*Objectif 1:*
Selon le texte sur la prophétie hébraïque, qu'est-ce qui caractérisait le message d'Osée ?
*Objectif 2:*
Poursuivez le texte sur la prophétie hébraïque après sa dernière phrase.

Jusqu'à ce point de l'étude de la prophétie hébraïque écrite, une attention spéciale a été portée à la contribution des grands prophètes du huitième siècle av. J.-C., Amos et Osée, Ésaïe de Jérusalem et Michée, son contemporain. Dans l'œuvre de ces quatre grands hommes ont été établies les bases de pensées et d'action qui ont aidé à modeler les idéaux du peuple hébreu et à préparer les progrès ultérieurs. Amos a établi un fondement solide de vertu et de justice. L'amour caractérisait le message d'Osée. Ésaïe de Jérusalem a insisté sur la foi dans le Dieu d'Israël, sur la certitude qu'Il répondrait aux besoins des enfants d'Israël, tant directement que grâce à Son représentant idéal qui viendrait et serait connu en tant que le Messie ou Christ. La justice sociale était si importante pour Michée qu'elle est encore associée à son nom.

*Matériel présenté:*
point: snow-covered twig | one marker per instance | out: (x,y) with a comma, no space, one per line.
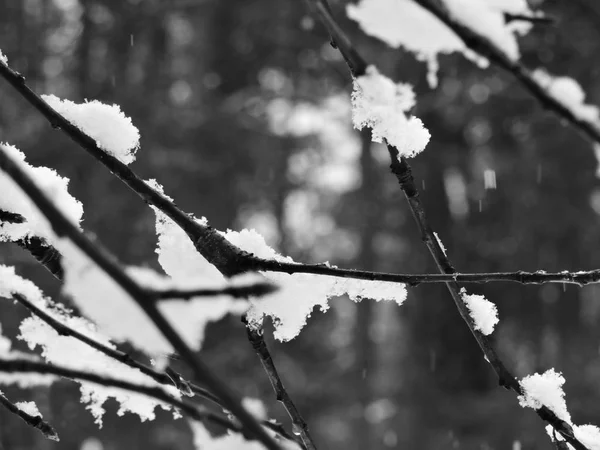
(485,47)
(254,290)
(62,226)
(194,411)
(300,426)
(171,378)
(403,172)
(35,421)
(44,253)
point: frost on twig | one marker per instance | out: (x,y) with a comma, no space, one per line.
(14,200)
(382,105)
(112,130)
(68,352)
(483,312)
(400,23)
(289,306)
(568,92)
(29,413)
(545,390)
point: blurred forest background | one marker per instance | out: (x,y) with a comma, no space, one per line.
(244,112)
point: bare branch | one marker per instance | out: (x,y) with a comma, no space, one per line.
(34,421)
(403,172)
(260,347)
(63,227)
(254,290)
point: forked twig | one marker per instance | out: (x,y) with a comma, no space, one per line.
(299,425)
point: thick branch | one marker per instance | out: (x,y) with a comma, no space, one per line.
(209,242)
(63,227)
(194,411)
(50,258)
(260,347)
(403,172)
(34,421)
(485,47)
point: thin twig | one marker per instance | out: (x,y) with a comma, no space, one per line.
(63,227)
(485,47)
(299,425)
(43,252)
(34,421)
(194,411)
(538,20)
(403,172)
(254,290)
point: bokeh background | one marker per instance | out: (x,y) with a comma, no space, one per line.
(244,113)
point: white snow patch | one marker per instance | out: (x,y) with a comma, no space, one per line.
(29,408)
(69,352)
(545,390)
(400,23)
(381,104)
(483,312)
(14,200)
(439,241)
(290,306)
(569,93)
(588,435)
(112,130)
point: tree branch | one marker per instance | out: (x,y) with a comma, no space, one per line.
(299,426)
(34,421)
(403,172)
(43,252)
(254,290)
(194,411)
(485,47)
(63,227)
(50,257)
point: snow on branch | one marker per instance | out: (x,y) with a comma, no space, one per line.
(112,130)
(567,91)
(300,427)
(400,23)
(30,414)
(14,200)
(545,390)
(74,342)
(23,366)
(403,172)
(289,306)
(78,242)
(382,105)
(483,312)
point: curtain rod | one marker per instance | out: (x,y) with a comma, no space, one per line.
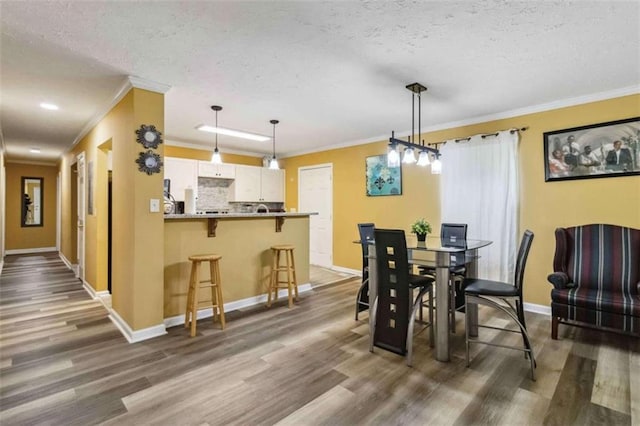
(486,135)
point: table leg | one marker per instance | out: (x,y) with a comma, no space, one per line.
(443,260)
(472,309)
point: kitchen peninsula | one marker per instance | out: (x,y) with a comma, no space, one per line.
(244,241)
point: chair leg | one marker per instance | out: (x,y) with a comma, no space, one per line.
(219,300)
(417,305)
(194,299)
(466,328)
(293,271)
(288,259)
(187,319)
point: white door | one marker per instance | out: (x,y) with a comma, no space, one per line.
(315,194)
(81,215)
(37,214)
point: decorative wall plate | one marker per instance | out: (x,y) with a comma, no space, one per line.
(149,136)
(149,162)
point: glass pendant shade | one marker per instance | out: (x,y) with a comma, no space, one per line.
(216,158)
(273,164)
(409,156)
(436,167)
(423,159)
(393,158)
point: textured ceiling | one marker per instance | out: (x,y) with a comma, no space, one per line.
(332,72)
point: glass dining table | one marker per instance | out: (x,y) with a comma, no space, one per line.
(443,261)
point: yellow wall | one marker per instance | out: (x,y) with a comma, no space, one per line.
(30,237)
(204,155)
(138,235)
(543,205)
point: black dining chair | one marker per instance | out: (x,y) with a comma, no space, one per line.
(453,235)
(366,235)
(489,293)
(395,310)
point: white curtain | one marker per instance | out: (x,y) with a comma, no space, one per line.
(479,187)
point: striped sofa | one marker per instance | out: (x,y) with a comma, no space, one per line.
(596,278)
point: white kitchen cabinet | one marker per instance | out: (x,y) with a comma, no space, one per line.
(257,184)
(220,171)
(183,173)
(272,185)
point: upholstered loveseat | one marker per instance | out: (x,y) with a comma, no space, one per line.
(596,278)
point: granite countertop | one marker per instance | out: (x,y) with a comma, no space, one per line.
(235,215)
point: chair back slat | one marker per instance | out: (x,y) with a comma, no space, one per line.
(521,260)
(454,235)
(393,290)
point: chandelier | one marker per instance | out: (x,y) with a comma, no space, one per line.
(410,147)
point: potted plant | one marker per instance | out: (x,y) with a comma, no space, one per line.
(421,228)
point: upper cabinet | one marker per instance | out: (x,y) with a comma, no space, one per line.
(257,184)
(220,171)
(182,173)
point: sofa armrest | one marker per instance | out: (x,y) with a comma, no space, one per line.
(559,280)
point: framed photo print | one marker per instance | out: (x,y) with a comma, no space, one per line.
(594,151)
(381,179)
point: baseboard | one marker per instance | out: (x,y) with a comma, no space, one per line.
(34,250)
(103,296)
(233,306)
(538,309)
(134,336)
(66,262)
(356,272)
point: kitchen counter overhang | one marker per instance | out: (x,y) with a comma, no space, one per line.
(212,218)
(244,241)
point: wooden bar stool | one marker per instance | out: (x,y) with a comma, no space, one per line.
(289,267)
(194,285)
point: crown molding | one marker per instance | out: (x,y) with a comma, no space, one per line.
(129,83)
(32,163)
(549,106)
(152,86)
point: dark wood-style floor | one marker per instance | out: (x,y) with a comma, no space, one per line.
(63,362)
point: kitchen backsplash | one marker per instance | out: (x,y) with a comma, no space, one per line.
(213,194)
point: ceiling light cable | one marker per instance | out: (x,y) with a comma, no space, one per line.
(216,158)
(273,164)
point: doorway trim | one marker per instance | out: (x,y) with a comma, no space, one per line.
(81,194)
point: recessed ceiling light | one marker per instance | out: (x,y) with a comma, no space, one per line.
(234,133)
(51,107)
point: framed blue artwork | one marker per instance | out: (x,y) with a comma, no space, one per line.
(381,179)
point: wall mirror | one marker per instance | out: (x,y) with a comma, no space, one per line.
(32,201)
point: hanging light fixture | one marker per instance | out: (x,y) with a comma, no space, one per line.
(423,159)
(273,164)
(436,166)
(215,158)
(409,155)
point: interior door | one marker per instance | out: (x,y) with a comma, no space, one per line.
(315,194)
(81,214)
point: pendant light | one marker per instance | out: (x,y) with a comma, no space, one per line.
(215,158)
(273,164)
(410,148)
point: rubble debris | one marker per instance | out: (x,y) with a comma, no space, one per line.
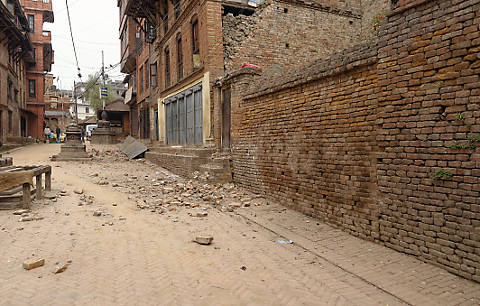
(33,263)
(132,148)
(21,212)
(78,191)
(203,240)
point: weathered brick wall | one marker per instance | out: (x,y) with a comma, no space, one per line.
(371,12)
(313,145)
(428,72)
(382,140)
(289,33)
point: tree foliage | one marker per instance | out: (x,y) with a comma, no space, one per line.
(92,92)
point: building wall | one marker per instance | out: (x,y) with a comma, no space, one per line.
(39,38)
(382,140)
(12,99)
(288,33)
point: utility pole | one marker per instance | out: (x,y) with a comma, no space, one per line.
(75,99)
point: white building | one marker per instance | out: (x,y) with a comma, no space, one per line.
(84,110)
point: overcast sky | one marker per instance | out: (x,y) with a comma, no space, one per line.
(95,28)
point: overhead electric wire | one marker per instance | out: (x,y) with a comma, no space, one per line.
(73,41)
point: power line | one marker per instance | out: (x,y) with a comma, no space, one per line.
(73,42)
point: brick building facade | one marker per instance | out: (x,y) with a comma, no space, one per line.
(139,61)
(15,56)
(37,13)
(381,140)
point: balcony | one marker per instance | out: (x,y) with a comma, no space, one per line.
(129,62)
(142,9)
(47,57)
(48,16)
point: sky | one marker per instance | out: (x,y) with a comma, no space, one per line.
(95,28)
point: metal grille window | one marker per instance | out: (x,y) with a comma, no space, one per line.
(167,68)
(31,23)
(184,117)
(153,75)
(32,90)
(195,41)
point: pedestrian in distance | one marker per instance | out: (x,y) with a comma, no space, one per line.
(58,134)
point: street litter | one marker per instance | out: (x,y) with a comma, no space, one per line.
(204,240)
(32,264)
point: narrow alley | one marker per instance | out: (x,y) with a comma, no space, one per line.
(140,250)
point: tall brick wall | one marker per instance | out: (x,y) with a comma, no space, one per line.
(382,140)
(289,33)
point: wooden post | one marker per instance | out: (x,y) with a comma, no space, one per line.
(48,180)
(26,196)
(39,187)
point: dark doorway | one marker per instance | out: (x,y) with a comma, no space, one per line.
(134,122)
(145,123)
(226,118)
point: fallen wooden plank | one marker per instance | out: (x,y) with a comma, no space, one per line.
(9,180)
(11,191)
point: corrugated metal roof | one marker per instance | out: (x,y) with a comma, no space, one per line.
(55,113)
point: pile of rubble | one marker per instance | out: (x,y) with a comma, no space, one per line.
(108,154)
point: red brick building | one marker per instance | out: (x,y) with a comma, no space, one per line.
(197,42)
(37,13)
(15,56)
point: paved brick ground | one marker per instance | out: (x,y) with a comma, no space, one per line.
(149,258)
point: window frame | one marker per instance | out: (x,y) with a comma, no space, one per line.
(167,68)
(153,75)
(179,58)
(32,94)
(195,38)
(31,22)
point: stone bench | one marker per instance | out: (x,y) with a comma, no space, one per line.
(16,184)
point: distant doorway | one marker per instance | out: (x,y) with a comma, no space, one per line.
(23,126)
(226,118)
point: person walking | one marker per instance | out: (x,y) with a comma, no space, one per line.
(46,132)
(58,134)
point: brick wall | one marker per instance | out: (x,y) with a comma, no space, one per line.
(382,140)
(429,81)
(288,33)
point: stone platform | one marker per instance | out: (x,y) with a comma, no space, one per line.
(186,162)
(73,149)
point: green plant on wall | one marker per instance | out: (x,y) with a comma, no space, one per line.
(379,19)
(442,175)
(459,117)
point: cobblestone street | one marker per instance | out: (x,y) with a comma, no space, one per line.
(134,256)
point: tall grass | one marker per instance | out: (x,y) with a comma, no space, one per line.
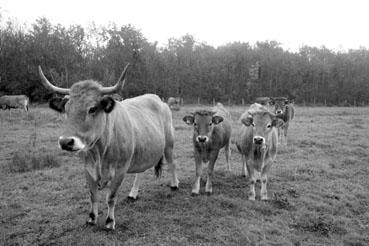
(31,156)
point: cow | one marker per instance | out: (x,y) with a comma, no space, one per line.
(117,97)
(257,143)
(284,109)
(263,100)
(174,103)
(114,138)
(211,132)
(14,101)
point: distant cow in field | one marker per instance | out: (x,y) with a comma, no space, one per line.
(174,103)
(284,110)
(257,143)
(263,100)
(15,101)
(114,138)
(212,131)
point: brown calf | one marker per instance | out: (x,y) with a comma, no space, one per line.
(212,131)
(257,143)
(284,110)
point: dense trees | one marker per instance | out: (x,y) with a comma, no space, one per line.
(184,67)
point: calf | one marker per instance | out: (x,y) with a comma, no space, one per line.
(174,103)
(212,131)
(284,110)
(257,143)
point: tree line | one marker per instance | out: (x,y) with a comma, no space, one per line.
(236,72)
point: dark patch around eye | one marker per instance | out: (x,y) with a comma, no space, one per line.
(92,110)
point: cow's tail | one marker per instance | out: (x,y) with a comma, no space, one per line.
(159,168)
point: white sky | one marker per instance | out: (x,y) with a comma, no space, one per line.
(339,25)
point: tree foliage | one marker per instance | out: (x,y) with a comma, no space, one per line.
(184,67)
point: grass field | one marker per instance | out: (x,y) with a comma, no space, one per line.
(318,189)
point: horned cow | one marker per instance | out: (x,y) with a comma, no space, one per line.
(212,131)
(257,143)
(114,138)
(14,101)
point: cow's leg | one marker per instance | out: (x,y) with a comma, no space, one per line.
(92,217)
(285,134)
(227,150)
(280,135)
(264,180)
(198,163)
(111,200)
(209,185)
(168,152)
(136,184)
(244,168)
(252,176)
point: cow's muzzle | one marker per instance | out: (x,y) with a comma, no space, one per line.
(202,139)
(71,143)
(259,140)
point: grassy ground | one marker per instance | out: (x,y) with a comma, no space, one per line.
(318,189)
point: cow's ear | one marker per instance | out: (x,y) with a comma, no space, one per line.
(217,119)
(107,103)
(58,104)
(247,121)
(189,119)
(277,122)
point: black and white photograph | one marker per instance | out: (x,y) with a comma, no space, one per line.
(176,123)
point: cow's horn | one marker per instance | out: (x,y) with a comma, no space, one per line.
(119,85)
(50,86)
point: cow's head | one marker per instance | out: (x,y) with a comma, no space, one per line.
(86,109)
(280,104)
(203,122)
(262,123)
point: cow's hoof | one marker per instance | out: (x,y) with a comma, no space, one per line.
(174,187)
(132,199)
(91,219)
(109,224)
(264,198)
(90,222)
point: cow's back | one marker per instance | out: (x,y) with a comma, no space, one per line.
(152,128)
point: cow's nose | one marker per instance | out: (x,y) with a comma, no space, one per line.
(66,143)
(258,140)
(202,139)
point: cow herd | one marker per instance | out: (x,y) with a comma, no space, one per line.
(116,137)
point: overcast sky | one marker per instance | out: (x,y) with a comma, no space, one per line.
(336,24)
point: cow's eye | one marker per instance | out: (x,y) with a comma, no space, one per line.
(92,110)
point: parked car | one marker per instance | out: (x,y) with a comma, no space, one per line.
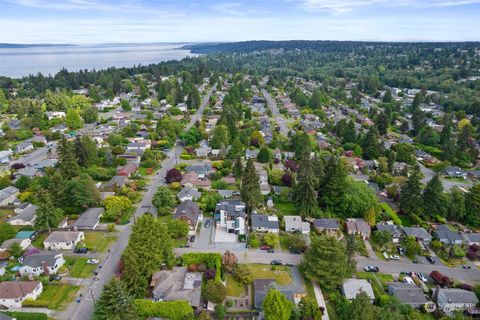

*Résultat 1:*
L'amour caractérisait le message d'Osée.

*Résultat 2:*
A l'aube du septième siècle av. J.-C. l'influence de l'empire païen d'Assyrie se faisait plus fortement sentir dans les affaires du peuple hébreu. Afin de comprendre une partie des problèmes auxquels les prophètes ont dû faire face à cette époque, il est important de jeter un coup d'œil sur les caractéristiques et les événements capitaux de ce septième siècle.
Un fait saisissant nécessite explication. Amos, Osée, le premier Ésaïe et Michée s'étaient suivis l'un après l'autre en une rapide succession, les trois derniers ayant déployé leur activité au cours de la dernière moitié de ce siècle de 750 à 701 av. J.-C. La prophétie avait été établie comme une caractéristique vitale de l'époque. Pourquoi, alors, durant les soixante-quinze années suivantes, de 701 jusqu'au début du ministère de Sophonie aux environs de 626 av. J.-C., la prophétie semble-t-elle avoir été presque complètement ignorée ? Pourquoi les appels urgents à la réforme ont-ils été étouffés par un silence inquiétant ?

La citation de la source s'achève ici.